:: TEXTAUSZUG ::

Medienethik: Süddeutsche Zeitung auf dem Prüfstand

Schriftsteller und Krimiautor Jörg Fauser prüft die SZ. Archivbild (1986): Leoiwnl13

Die SZ steht im Zentrum einer hitzigen Debatte um Medienethik und journalistische Verantwortung. Was bedeutet das für die Glaubwürdigkeit der Presse?

Die Süddeutsche Zeitung (SZ) sieht sich gerade mit einer manchmal in vielerlei Hinsicht unangenehmen Akteurin der Demokratie konfrontiert: der freien Presse.

Denn die SZ ist derzeit selbst Gegenstand der Berichterstattung, und dies, weil es um ihre eigene Berichterstattung geht und ihren Umgang mit der öffentlichen Beschäftigung mit dieser.

Was nicht nur kompliziert klingt. Denn eines der grundlegenden Probleme im Journalismus ist die Unwilligkeit, selbst in den Fokus von Journalismus zu geraten.

SZ unter Beobachtung: Medieninsider eröffnet mit Vorwurf

Was derzeit unter Schlagzeilen wie "Süddeutsche sucht nach 'Maulwurf'" durch die Presse geistert, begann am 18. Dezember 2023 mit dem Vorwurf des Branchendienstes Medieninsider, Texte der stellvertretenden Chefredakteurin Alexandra Föderl-Schmid wiesen Übereinstimmungen und Ähnlichkeiten mit Beiträgen in anderen Medien auf.

:::

GESTELLTE AUFGABE — An welchem Datum erhob der Branchendienst Medieninsider laut dem Textauszug seinen Vorwurf gegen die Süddeutsche Zeitung?

:: ERFASSTE DATEN ::

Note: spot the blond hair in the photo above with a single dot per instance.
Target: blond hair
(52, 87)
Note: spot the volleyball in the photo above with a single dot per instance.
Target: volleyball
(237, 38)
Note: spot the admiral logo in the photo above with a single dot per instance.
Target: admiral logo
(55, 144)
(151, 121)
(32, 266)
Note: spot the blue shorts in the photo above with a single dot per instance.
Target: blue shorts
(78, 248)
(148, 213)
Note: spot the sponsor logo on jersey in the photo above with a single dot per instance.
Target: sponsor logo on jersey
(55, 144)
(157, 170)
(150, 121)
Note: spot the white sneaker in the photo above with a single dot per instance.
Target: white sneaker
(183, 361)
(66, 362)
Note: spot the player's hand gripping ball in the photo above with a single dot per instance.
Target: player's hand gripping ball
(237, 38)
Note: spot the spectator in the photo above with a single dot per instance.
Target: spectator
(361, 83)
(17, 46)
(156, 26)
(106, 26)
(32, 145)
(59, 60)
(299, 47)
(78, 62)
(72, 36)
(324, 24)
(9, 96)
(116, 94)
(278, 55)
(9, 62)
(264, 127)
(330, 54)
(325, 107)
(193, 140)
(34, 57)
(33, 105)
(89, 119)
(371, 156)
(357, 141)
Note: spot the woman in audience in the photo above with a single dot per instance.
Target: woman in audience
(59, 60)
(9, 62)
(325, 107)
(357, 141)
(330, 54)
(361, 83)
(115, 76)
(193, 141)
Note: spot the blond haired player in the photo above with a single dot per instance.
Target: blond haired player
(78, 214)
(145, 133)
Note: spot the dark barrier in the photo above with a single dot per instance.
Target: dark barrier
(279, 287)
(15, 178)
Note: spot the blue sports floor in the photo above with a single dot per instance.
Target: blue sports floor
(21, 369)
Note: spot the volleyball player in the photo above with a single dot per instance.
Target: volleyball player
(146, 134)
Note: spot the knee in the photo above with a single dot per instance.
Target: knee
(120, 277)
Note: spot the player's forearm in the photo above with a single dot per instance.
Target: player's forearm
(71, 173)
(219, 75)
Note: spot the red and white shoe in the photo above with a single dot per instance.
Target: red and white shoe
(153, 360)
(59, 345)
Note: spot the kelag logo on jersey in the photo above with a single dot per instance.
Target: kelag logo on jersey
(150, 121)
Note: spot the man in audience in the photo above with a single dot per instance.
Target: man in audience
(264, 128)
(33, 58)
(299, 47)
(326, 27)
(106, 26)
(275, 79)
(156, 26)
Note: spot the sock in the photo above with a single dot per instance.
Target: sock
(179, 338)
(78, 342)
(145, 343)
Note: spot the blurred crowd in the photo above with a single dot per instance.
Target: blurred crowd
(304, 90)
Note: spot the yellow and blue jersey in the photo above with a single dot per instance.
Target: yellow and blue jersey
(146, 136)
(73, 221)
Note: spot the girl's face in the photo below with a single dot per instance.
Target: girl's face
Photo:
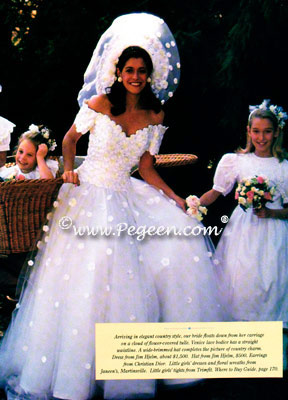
(262, 135)
(134, 75)
(26, 156)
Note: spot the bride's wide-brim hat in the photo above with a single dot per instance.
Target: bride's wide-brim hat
(137, 29)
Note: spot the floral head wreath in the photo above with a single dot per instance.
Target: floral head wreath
(45, 132)
(137, 29)
(276, 110)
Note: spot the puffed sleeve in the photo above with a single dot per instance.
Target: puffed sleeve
(85, 119)
(6, 128)
(156, 137)
(53, 165)
(226, 174)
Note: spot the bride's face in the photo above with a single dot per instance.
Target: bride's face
(134, 75)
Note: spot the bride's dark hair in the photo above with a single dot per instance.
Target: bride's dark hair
(117, 92)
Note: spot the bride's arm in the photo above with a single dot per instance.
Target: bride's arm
(69, 151)
(151, 176)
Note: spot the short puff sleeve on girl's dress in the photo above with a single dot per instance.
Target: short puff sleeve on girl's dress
(85, 119)
(156, 136)
(226, 174)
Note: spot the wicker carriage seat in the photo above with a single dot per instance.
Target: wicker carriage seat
(25, 204)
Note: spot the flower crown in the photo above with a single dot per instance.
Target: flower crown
(276, 110)
(51, 143)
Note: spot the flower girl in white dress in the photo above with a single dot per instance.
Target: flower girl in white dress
(78, 280)
(253, 249)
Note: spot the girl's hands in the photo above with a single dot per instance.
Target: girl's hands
(42, 151)
(71, 177)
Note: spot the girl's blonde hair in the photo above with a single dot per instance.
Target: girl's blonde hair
(277, 148)
(36, 138)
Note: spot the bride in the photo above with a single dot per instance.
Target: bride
(78, 280)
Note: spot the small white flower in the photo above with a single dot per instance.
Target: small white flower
(72, 202)
(33, 128)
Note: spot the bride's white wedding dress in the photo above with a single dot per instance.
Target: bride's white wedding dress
(77, 280)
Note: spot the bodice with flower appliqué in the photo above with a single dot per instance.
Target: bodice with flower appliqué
(111, 153)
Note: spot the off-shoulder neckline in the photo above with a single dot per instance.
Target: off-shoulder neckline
(120, 127)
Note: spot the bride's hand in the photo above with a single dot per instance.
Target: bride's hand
(71, 177)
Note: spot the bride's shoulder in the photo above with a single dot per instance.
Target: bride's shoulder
(157, 118)
(99, 103)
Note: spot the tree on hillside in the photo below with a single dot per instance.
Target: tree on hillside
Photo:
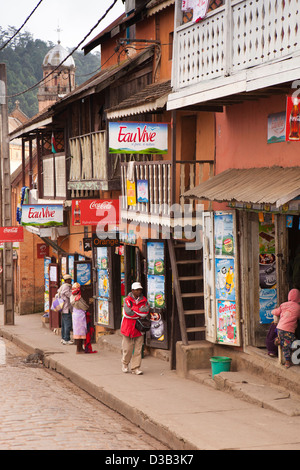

:::

ANTWORT — Am 18. Dezember 2023.